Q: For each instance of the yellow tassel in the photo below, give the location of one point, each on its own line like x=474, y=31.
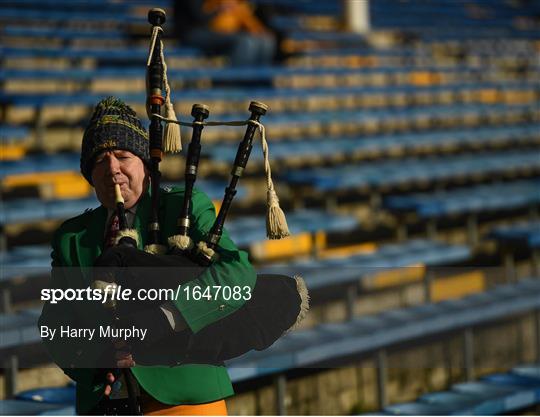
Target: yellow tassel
x=181, y=242
x=156, y=249
x=276, y=223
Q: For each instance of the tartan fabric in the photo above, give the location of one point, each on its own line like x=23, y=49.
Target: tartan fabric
x=112, y=231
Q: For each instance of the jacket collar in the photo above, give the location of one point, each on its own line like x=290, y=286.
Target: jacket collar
x=90, y=242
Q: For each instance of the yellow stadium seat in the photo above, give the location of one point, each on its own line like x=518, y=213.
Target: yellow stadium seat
x=12, y=152
x=60, y=184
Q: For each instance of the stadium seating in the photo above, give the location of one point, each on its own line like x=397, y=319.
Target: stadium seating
x=430, y=118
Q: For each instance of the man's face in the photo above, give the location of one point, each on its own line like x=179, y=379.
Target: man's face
x=123, y=168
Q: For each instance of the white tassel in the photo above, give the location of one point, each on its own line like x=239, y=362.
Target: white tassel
x=172, y=142
x=156, y=249
x=181, y=242
x=276, y=223
x=131, y=233
x=304, y=304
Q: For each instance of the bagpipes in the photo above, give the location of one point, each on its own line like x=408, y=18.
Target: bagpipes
x=277, y=302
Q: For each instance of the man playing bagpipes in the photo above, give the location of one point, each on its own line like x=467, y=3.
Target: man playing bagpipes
x=177, y=367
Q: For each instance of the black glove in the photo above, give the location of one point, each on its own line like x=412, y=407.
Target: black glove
x=136, y=269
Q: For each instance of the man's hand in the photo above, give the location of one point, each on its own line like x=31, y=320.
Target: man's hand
x=123, y=359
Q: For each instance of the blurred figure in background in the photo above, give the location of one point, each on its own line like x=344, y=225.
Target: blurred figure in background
x=228, y=27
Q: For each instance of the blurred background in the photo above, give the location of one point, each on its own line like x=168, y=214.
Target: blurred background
x=404, y=142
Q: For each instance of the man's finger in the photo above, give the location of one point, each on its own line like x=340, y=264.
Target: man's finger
x=110, y=377
x=125, y=363
x=122, y=355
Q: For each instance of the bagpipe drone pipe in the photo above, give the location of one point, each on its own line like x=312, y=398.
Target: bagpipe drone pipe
x=277, y=302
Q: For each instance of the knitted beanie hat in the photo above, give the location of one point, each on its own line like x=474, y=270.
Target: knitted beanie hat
x=114, y=125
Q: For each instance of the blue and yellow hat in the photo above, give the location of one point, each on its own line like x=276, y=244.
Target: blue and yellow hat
x=114, y=125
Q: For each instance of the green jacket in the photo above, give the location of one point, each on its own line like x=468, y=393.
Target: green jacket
x=79, y=241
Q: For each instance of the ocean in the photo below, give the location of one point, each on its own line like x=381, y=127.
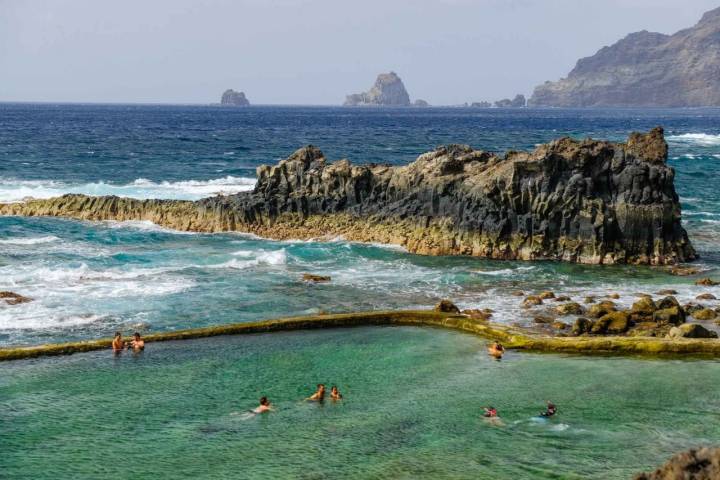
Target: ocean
x=413, y=397
x=90, y=279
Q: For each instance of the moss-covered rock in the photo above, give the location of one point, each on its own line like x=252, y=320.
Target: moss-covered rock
x=643, y=307
x=691, y=330
x=672, y=315
x=582, y=325
x=446, y=306
x=532, y=301
x=570, y=308
x=602, y=308
x=705, y=314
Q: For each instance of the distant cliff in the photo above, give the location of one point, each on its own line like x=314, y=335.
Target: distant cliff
x=578, y=201
x=388, y=90
x=231, y=98
x=645, y=69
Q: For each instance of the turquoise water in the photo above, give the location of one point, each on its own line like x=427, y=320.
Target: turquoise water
x=89, y=279
x=412, y=409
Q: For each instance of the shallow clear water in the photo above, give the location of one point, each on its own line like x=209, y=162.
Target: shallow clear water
x=412, y=409
x=89, y=279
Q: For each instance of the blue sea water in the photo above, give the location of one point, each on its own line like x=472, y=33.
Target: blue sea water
x=89, y=279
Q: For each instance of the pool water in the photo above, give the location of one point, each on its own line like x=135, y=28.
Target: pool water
x=412, y=409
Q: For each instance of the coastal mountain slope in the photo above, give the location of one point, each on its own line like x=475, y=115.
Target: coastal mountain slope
x=584, y=201
x=645, y=69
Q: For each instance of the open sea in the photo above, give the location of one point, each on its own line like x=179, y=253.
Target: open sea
x=414, y=396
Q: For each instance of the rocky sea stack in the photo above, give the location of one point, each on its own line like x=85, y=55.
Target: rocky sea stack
x=645, y=69
x=231, y=98
x=388, y=90
x=587, y=201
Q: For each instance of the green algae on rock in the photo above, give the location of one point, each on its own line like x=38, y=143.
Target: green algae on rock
x=589, y=201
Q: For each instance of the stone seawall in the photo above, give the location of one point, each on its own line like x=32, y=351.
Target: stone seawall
x=511, y=337
x=588, y=201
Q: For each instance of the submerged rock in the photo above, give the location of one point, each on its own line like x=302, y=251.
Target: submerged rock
x=310, y=277
x=12, y=298
x=446, y=306
x=578, y=201
x=696, y=464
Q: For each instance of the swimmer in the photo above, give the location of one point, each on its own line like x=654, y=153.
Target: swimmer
x=335, y=393
x=496, y=350
x=137, y=343
x=319, y=394
x=117, y=342
x=490, y=412
x=264, y=406
x=550, y=411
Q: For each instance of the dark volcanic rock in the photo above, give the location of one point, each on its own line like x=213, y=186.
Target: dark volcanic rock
x=231, y=98
x=388, y=90
x=645, y=69
x=517, y=102
x=579, y=201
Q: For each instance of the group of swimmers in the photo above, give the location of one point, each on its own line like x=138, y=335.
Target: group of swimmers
x=318, y=396
x=137, y=344
x=550, y=410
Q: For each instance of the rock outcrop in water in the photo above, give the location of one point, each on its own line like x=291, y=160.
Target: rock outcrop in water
x=700, y=464
x=645, y=69
x=231, y=98
x=388, y=90
x=586, y=201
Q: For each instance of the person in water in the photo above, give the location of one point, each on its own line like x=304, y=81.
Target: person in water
x=335, y=393
x=490, y=412
x=137, y=343
x=496, y=350
x=319, y=394
x=117, y=343
x=264, y=406
x=550, y=410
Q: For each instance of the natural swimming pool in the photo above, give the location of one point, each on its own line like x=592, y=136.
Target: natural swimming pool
x=412, y=409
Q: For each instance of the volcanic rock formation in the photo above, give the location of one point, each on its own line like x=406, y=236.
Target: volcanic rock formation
x=231, y=98
x=388, y=90
x=579, y=201
x=645, y=69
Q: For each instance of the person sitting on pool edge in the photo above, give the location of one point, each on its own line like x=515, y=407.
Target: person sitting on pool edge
x=550, y=411
x=496, y=350
x=490, y=412
x=335, y=393
x=117, y=344
x=264, y=406
x=137, y=343
x=319, y=394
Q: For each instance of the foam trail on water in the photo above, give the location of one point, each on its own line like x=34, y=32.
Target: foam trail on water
x=704, y=139
x=12, y=190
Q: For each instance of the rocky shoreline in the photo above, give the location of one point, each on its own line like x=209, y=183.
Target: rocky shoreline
x=590, y=201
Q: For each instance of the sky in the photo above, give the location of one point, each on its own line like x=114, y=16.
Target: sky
x=308, y=51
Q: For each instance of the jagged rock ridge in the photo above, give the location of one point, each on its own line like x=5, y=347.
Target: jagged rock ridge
x=232, y=98
x=579, y=201
x=388, y=90
x=645, y=69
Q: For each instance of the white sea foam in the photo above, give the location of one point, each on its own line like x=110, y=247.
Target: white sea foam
x=29, y=240
x=703, y=139
x=12, y=190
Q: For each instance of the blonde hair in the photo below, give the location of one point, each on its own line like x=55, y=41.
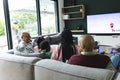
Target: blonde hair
x=26, y=37
x=87, y=44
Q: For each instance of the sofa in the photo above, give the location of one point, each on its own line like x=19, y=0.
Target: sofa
x=15, y=67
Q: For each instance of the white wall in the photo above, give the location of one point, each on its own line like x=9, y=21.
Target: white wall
x=103, y=40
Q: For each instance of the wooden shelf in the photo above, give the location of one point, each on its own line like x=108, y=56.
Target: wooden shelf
x=77, y=30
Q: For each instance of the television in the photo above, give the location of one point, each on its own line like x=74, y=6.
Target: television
x=108, y=23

────────────────────────────────────────

Exact repetition is required for the lines from the one that contains "Q: For each instance of the sofa" through the final line; leave out everything else.

Q: For each instance of the sofa in the photo above, give the location of one point, each on its own line like x=19, y=0.
Target: sofa
x=15, y=67
Q: For each instance of the white wall in the photo above, give the location of one point, each on its own line like x=9, y=21.
Target: white wall
x=103, y=40
Q: For each instance of the wooden shelf in the photo above, give the location of one point, each on its own line like x=108, y=56.
Target: wooden shelf
x=77, y=30
Q: For each instance of the television in the photo above, give the location of one point, each on its own line like x=74, y=6.
Target: television
x=108, y=23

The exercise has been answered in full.